---- Input
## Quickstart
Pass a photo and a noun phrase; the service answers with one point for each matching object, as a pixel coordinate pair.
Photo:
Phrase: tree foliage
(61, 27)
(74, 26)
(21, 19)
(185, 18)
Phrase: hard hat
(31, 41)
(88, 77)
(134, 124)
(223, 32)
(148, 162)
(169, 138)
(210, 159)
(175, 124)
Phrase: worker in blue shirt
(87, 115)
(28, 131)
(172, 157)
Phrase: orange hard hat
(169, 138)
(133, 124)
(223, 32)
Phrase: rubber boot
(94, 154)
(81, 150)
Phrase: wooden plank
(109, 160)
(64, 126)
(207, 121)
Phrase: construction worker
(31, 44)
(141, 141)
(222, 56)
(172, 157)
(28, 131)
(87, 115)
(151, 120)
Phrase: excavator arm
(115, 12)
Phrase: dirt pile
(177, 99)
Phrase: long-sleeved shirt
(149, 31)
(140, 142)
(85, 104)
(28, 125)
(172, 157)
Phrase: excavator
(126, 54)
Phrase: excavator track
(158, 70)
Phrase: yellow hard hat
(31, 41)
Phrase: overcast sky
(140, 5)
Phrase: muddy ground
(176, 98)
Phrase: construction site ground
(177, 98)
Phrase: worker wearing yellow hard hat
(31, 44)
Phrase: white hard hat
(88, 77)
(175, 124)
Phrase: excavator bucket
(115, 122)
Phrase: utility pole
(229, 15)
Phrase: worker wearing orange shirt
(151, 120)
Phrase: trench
--------
# Problem description
Convert all of the data above into a JSON list of strings, with one string per line and blank lines omitted.

# Solution to the exercise
[
  "## Quickstart",
  "Pass a photo and a noun phrase; the service answers with one point for each matching object, as a pixel coordinate pair.",
  "Photo:",
  "Phrase: tree foliage",
  "(61, 27)",
  "(74, 26)",
  "(21, 19)",
  "(185, 18)",
  "Phrase: hard hat",
  "(31, 41)",
  "(88, 77)",
  "(134, 124)",
  "(223, 32)",
  "(148, 162)",
  "(169, 138)",
  "(210, 159)",
  "(175, 124)",
  "Phrase: worker in blue shirt",
  "(87, 115)",
  "(28, 131)",
  "(172, 157)",
  "Phrase: orange hard hat",
  "(169, 138)",
  "(133, 124)",
  "(223, 32)",
  "Phrase: rubber boot",
  "(94, 154)",
  "(81, 150)",
  "Phrase: wooden plank",
  "(109, 160)",
  "(64, 126)",
  "(207, 121)",
  "Phrase: construction worker",
  "(31, 44)",
  "(141, 141)",
  "(222, 56)",
  "(172, 157)",
  "(28, 131)",
  "(87, 115)",
  "(151, 120)",
  "Phrase: excavator arm",
  "(115, 12)",
  "Phrase: dirt pile",
  "(177, 99)",
  "Phrase: long-sleeved shirt",
  "(149, 31)",
  "(140, 142)",
  "(85, 104)",
  "(28, 125)",
  "(172, 157)",
  "Phrase: excavator",
  "(126, 54)",
  "Phrase: excavator track",
  "(158, 70)",
  "Phrase: yellow hard hat",
  "(31, 41)",
  "Phrase: overcast sky",
  "(140, 5)",
  "Phrase: muddy ground",
  "(176, 98)",
  "Phrase: construction site ground",
  "(177, 98)",
  "Phrase: worker wearing yellow hard hat",
  "(31, 44)",
  "Phrase: white hard hat",
  "(88, 77)",
  "(175, 124)",
  "Phrase: excavator bucket",
  "(115, 122)",
  "Phrase: utility pole",
  "(229, 15)",
  "Phrase: worker wearing orange shirt",
  "(151, 120)",
  "Phrase: trench"
]